_Exercise tasks_
- A) Reproduce a passage from the account of the mother's illness, beginning at the words "My mother’s bouts" and ending after the words "the local hospital.".
- B) Answer these questions about the account of the mother's illness, one answer per line:
(i) What was the mother's job?
(ii) How long was the wait to reach the top of the surgeons' list?
(iii) How long a trip would flying home be?
- C) Summarize the account of the mother's illness in two sentences.

_Text shown_

Content starts

It had been almost three years since my mother developed pancreatitis. At first, her attacks happened only sporadically; I spent the summer before sophomore year shuttling her to appointments and sitting in hospital rooms, watching reality shows while she received her fluids and nutrition through tubes. My father was out of the picture, and my younger sister (and only sibling) is intellectually disabled, so all of the caretaking fell to me.
My mother’s bouts of pain started to come every month, then became constant. Throughout all of this, she worked full-time as an engineer for an aeronautics lab while also taking care of my younger sister.
The pain was controlled by prescription narcotics — until it wasn’t anymore. My mother became a shell of her former self, barely able to load the dishwasher, much less work. She sank into depression and had trouble sleeping. Approved for surgery to repair or remove her pancreas, she began the nine-month wait to reach the top of the surgeons’ list.
While waiting, Mom tried to manage her pain by not eating solid foods, lying on her stomach or lifting heavy objects. When these measures failed, she had no choice but seek relief at the local hospital.
“Christina, they’re just sending me home. I can’t do this. I hurt so much.”
“I know, Mom. I know.”
I peered through the lab window to where my professor was setting up test tubes. He saw me and waved.
“Can one of your friends drive you to the teaching hospital?” I said. “If not, I’ll fly home tonight.” This would mean a 900-mile cross-country trek — and missing tomorrow’s exam.
On the other end of the line, I heard her ask the nurse, “Why don’t you believe me?”
To me, she said, “I’ll call someone. I have to go. They’re sending me home. I’ll text you when I get a ride.”

Content ends

Natural-language object grounding data:
Content starts

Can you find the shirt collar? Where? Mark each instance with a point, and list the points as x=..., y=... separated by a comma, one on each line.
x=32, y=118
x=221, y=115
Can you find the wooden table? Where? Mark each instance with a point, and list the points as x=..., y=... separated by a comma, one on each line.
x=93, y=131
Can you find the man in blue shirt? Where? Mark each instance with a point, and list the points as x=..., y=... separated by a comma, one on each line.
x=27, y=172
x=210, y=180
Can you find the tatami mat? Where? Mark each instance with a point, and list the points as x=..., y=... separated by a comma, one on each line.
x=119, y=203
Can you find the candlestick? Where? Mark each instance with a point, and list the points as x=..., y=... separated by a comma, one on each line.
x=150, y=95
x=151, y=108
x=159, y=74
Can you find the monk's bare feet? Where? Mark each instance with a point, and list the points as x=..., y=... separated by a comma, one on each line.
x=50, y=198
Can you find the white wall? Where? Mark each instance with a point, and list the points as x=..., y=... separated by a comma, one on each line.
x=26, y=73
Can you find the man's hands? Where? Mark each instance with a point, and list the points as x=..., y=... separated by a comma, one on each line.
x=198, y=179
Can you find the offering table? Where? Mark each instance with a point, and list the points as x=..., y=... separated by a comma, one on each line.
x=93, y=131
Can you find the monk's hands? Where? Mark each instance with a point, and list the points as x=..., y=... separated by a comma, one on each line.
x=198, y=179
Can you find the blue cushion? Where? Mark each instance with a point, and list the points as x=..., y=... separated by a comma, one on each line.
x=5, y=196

Content ends

_Answers for the exercise_
- A)
My mother’s bouts of pain started to come every month, then became constant. Throughout all of this, she worked full-time as an engineer for an aeronautics lab while also taking care of my younger sister.
The pain was controlled by prescription narcotics — until it wasn’t anymore. My mother became a shell of her former self, barely able to load the dishwasher, much less work. She sank into depression and had trouble sleeping. Approved for surgery to repair or remove her pancreas, she began the nine-month wait to reach the top of the surgeons’ list.
While waiting, Mom tried to manage her pain by not eating solid foods, lying on her stomach or lifting heavy objects. When these measures failed, she had no choice but seek relief at the local hospital.

- B)
(i) She worked full-time as an engineer for an aeronautics lab.
(ii) Nine months.
(iii) A 900-mile cross-country trek.

- C) After almost three years of pancreatitis, Christina's mother, an engineer who also cared for Christina's intellectually disabled younger sister, became too ill to work and began a nine-month wait for surgery, while all the caretaking fell to Christina. When a local hospital sent the mother home in pain, Christina offered to fly home that night and miss the next day's exam if no friend could drive her to the teaching hospital, but the mother said she would call someone.